*The records*

*****

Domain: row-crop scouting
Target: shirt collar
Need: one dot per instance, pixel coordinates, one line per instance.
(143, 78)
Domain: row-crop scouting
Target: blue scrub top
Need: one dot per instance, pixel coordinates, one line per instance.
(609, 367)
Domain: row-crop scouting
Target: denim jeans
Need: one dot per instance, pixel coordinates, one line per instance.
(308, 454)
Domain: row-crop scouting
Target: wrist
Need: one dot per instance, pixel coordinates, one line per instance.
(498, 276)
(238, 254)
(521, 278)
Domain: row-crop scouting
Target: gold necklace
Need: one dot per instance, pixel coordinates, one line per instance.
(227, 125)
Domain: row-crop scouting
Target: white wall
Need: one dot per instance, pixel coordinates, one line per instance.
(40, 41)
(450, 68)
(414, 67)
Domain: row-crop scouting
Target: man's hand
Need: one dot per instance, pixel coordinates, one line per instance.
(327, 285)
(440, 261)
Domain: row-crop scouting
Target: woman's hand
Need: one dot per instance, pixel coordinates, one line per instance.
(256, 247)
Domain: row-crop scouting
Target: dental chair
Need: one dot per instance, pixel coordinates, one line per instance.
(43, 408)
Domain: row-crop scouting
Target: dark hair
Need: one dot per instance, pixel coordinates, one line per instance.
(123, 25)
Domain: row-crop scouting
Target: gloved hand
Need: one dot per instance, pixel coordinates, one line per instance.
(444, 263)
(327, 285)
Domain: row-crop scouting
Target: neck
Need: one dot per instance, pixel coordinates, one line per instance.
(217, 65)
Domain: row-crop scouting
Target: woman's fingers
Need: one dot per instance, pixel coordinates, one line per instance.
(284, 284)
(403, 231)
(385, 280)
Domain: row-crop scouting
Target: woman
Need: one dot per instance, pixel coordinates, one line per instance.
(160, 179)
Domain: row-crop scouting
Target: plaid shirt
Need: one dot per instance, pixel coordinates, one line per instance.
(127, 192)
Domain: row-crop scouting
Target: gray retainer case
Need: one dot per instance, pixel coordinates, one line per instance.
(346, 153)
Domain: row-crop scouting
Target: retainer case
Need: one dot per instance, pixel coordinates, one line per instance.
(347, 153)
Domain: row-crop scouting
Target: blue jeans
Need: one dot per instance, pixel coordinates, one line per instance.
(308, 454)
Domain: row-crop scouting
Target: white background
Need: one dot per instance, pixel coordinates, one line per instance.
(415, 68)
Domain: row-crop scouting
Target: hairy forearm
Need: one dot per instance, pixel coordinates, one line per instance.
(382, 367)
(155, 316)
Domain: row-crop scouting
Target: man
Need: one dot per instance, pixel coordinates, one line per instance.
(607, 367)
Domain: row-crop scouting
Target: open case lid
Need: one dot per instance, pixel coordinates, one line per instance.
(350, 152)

*****

*Exercise aim*
Go through the data and return each line where the word "retainer" appears.

*Answer box*
Target: gray retainer case
Target: retainer case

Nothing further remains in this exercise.